● WHAT THE TASK ASKS: A faithful copy of all the data below, please; leave no line out.

Segmentation mask data
━━━━━━━━
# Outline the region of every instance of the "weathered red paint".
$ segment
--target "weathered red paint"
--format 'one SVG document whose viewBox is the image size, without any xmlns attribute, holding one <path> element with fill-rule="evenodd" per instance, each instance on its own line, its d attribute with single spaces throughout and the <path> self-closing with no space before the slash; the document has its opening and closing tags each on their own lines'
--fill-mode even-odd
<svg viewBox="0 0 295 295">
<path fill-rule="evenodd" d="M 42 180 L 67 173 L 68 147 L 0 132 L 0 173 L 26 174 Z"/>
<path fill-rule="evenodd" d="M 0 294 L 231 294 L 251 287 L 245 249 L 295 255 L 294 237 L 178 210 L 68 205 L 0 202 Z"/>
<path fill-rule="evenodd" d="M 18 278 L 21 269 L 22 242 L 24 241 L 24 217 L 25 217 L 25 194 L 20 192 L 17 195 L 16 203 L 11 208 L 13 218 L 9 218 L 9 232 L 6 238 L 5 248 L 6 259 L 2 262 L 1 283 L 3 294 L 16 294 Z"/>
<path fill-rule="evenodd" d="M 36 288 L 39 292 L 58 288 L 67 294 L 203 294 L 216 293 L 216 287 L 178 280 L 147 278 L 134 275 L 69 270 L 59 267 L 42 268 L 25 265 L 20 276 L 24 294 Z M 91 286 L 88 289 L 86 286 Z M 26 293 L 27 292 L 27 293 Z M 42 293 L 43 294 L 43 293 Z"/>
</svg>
━━━━━━━━
● TASK SOLUTION:
# Outline the region of every instance of the "weathered red paint".
$ segment
--target "weathered red paint"
--format 'one SVG document whose viewBox is the image size, without any xmlns attribute, holding one <path> element with fill-rule="evenodd" per instance, each instance on its own line, its d attribute with single spaces throughout and the <path> self-closing with no space before the slash; the document has its opening and closing tags each on their own lines'
--fill-mode even-odd
<svg viewBox="0 0 295 295">
<path fill-rule="evenodd" d="M 42 180 L 67 173 L 68 147 L 0 132 L 0 173 L 26 174 Z"/>
<path fill-rule="evenodd" d="M 0 294 L 231 294 L 251 287 L 245 249 L 295 255 L 294 237 L 178 210 L 68 205 L 0 202 Z"/>
<path fill-rule="evenodd" d="M 18 278 L 21 269 L 22 242 L 24 241 L 24 217 L 25 217 L 25 194 L 20 192 L 17 195 L 16 203 L 11 208 L 13 218 L 9 218 L 9 232 L 6 238 L 5 248 L 6 259 L 2 262 L 1 283 L 3 294 L 16 294 Z"/>
<path fill-rule="evenodd" d="M 36 288 L 39 292 L 58 288 L 67 294 L 203 294 L 216 293 L 216 287 L 178 280 L 147 278 L 134 275 L 69 270 L 59 267 L 42 268 L 25 265 L 20 276 L 24 294 Z M 91 286 L 88 289 L 86 286 Z M 26 293 L 27 292 L 27 293 Z M 42 293 L 43 294 L 43 293 Z"/>
</svg>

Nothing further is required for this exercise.